◆ **KETENTUAN LATIHAN**
Tolong tuliskan ulang tanpa perubahan bagian teks tentang pemilihan calon anggota DPR, mulai dari "Kabarnya, pendaftar caleg" terus sampai "caleg-caleg yang diajukan.".

◆ **TEKS PILIHAN**
::::

Oleh : Yopi Eka Anroni
Mahasiswa Pascasarjana Universitas Trisakti
Banyak jalan menuju Roma, banyak cara
untuk memilih calon anggota DPR yang berkualitas yang bisa mengangkat
pamor lembaga legislatif. Mengingat pada periode ini terpuruk terutama
karena banyaknya kasus korupsi yang melibatkan anggotanya.
Pemilihan umum (pemilu) yang digelar
lima tahun sekali merupakan momentum untuk meningkatkan kualitas dan
popularitas anggota DPR. Itu karena hanya melalui pemilu, anggota DPR
bisa dipilih secara bersama-sama untuk mengisi seluruh kursi yang
tersedia.
Pemilu menjadi satu-satunya momentum
karena dalam sistem politik yang berlaku di negeri kita, tak ada
pemilihan selain yang bisa menggantikan sebagian anggota DPR yang ada.
Kita hanya mengenal pergantian antarwaktu (PAW) untuk anggota DPR yang
mengundurkan diri, berhenti (dengan berbagai sebab), dan meninggal
dunia.
Dengan hanya 12 partai politik nasional
yang berhak mengikuti Pemilu 2014, tingkat persaingan memperebutkan
suara pemilih akan jauh lebih ketat dibandingkan dengan pemilu-pemilu
sebelumnya.
Aroma persaingan bahkan sudah tampak
ketat saat penetapan nama-nama daftar calon anggota legislatif (caleg).
Karena jumlah partai yang sedikit, ada persaingan menjadi caleg.
Kabarnya, pendaftar caleg di partai-partai pada umumnya melonjak hingga
tiga sampai empat kali lipat dari yang dibutuhkan. Hal ini memaksa
partai-partai harus menyeleksi secara ketat caleg-caleg yang diajukan.

::::

◆ **Data yang diekstrak dari sebuah koleksi**

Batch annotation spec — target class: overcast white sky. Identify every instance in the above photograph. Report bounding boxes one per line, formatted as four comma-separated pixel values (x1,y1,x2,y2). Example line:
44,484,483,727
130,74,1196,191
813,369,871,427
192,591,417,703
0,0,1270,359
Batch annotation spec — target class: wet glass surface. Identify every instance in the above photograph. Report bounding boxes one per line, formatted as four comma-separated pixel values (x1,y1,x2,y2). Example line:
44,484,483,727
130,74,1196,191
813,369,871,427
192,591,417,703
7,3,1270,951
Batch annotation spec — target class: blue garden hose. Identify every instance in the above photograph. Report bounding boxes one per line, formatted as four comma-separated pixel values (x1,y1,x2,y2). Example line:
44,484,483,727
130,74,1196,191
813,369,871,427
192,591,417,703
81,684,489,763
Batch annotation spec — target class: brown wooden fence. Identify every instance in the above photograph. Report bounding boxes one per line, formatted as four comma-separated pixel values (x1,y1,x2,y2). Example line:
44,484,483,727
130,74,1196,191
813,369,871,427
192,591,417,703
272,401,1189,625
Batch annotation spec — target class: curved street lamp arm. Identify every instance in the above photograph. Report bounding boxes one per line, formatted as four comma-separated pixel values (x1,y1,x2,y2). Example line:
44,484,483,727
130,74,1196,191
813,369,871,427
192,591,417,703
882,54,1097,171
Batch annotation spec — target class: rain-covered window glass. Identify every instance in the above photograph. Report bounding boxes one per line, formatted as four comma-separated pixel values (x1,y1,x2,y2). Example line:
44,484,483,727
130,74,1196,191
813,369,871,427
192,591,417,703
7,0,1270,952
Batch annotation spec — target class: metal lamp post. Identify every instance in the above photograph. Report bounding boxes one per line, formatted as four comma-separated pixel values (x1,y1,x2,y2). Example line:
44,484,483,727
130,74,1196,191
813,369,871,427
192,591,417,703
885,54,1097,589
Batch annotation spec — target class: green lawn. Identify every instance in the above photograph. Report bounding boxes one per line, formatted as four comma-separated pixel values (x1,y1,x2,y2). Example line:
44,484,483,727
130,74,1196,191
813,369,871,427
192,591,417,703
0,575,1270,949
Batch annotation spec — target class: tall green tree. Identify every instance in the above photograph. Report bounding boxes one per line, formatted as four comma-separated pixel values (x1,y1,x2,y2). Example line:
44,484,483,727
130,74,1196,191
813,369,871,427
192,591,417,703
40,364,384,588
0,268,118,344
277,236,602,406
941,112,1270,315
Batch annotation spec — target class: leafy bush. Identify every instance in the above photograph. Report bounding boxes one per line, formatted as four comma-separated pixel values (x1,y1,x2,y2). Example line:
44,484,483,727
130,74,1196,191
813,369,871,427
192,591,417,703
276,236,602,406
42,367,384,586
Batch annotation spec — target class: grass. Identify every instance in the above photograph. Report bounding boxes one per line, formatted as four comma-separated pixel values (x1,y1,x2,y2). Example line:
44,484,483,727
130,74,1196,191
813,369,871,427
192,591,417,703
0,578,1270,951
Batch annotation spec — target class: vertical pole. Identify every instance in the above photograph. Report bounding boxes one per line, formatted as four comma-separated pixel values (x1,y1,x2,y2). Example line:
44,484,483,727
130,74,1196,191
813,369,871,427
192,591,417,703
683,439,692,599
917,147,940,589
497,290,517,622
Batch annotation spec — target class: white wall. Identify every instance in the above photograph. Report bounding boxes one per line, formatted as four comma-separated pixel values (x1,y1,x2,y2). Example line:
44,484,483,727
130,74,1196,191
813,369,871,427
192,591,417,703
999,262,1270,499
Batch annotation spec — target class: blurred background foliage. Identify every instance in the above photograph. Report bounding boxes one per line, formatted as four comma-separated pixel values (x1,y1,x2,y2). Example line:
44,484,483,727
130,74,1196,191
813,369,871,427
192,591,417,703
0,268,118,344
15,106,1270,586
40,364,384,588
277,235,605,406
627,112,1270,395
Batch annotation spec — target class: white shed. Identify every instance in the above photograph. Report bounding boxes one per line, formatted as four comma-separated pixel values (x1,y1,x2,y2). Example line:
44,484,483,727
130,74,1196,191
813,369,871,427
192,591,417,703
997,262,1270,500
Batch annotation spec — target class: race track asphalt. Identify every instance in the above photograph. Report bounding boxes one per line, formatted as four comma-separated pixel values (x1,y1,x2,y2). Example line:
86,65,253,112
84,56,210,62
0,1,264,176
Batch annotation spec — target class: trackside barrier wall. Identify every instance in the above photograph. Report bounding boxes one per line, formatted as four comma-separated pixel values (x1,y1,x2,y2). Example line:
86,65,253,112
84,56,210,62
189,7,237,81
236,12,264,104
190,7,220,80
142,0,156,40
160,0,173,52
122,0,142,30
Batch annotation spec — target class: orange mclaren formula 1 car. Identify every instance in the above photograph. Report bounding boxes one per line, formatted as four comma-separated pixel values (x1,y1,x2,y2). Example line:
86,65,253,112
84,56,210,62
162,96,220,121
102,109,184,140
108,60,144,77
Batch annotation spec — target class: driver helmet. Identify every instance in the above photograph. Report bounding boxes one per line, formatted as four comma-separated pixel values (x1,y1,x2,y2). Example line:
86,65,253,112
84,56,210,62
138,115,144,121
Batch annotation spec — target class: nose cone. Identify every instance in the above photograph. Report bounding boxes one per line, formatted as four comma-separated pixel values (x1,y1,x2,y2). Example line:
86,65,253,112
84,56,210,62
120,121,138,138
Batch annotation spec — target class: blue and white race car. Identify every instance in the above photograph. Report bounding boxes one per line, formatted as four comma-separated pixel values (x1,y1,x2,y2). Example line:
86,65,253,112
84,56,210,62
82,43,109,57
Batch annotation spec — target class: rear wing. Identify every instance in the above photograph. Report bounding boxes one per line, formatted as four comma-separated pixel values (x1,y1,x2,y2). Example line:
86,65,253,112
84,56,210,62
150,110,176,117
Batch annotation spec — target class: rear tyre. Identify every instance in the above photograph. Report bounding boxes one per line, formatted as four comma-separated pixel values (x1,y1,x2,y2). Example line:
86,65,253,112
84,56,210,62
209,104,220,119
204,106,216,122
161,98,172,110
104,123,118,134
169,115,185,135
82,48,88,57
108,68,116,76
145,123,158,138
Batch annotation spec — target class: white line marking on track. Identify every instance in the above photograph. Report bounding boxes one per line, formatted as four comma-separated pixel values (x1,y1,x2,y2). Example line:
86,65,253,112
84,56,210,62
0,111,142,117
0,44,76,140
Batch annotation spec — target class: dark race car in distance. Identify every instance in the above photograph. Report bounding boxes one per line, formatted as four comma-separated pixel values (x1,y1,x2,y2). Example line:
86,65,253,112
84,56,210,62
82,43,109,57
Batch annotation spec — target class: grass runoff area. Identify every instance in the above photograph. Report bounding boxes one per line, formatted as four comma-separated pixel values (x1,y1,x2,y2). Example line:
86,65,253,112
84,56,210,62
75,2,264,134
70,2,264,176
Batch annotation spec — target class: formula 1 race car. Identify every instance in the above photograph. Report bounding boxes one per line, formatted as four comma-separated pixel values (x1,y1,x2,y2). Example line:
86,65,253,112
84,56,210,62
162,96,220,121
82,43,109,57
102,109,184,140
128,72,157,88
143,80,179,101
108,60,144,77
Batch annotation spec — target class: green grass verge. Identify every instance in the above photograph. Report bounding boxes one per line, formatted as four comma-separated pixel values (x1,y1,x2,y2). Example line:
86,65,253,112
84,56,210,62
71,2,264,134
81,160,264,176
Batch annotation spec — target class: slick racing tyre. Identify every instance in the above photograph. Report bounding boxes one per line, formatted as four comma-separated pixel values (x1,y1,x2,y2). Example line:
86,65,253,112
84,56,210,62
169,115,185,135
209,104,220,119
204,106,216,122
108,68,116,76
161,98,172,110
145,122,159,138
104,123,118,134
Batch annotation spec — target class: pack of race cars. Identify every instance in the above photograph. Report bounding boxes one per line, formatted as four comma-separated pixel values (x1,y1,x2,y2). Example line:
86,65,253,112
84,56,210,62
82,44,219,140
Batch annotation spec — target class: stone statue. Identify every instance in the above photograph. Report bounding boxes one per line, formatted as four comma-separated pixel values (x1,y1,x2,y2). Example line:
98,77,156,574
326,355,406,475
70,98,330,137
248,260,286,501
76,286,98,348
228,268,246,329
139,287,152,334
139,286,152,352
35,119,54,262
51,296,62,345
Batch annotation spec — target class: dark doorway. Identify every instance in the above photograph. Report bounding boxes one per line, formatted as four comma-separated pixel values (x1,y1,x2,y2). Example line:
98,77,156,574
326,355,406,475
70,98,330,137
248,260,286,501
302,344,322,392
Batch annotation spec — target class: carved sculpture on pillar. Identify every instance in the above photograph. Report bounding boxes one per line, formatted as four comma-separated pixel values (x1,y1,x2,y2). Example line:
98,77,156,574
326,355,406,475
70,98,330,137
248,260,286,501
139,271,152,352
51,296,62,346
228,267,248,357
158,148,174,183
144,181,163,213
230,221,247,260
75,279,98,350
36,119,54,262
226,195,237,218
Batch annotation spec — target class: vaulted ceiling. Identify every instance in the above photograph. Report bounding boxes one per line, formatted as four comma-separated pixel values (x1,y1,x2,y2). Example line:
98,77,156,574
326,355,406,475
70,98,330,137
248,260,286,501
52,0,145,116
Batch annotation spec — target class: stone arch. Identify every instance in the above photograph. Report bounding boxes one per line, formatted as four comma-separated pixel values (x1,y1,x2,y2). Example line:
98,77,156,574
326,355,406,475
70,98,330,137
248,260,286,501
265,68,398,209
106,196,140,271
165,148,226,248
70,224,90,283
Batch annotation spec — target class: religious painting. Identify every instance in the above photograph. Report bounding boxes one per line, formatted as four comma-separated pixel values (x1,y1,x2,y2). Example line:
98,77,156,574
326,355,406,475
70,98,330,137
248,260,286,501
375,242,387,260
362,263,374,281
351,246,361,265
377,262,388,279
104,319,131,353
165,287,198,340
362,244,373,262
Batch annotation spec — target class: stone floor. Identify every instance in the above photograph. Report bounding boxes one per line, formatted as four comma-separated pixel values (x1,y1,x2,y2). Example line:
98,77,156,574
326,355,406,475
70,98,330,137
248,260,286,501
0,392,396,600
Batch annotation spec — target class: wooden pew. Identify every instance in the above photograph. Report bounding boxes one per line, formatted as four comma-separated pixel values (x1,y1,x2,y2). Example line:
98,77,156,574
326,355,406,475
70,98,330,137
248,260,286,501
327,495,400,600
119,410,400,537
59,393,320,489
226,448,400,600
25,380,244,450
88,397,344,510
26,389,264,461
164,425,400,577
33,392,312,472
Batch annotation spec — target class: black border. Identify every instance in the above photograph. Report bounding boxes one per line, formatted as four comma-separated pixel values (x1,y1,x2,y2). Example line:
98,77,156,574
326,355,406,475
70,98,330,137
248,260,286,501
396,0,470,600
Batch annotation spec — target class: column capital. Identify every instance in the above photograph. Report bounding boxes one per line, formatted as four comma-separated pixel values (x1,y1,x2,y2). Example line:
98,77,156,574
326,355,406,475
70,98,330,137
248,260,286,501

::::

◆ **JAWABAN LATIHAN**
Kabarnya, pendaftar caleg di partai-partai pada umumnya melonjak hingga
tiga sampai empat kali lipat dari yang dibutuhkan. Hal ini memaksa
partai-partai harus menyeleksi secara ketat caleg-caleg yang diajukan.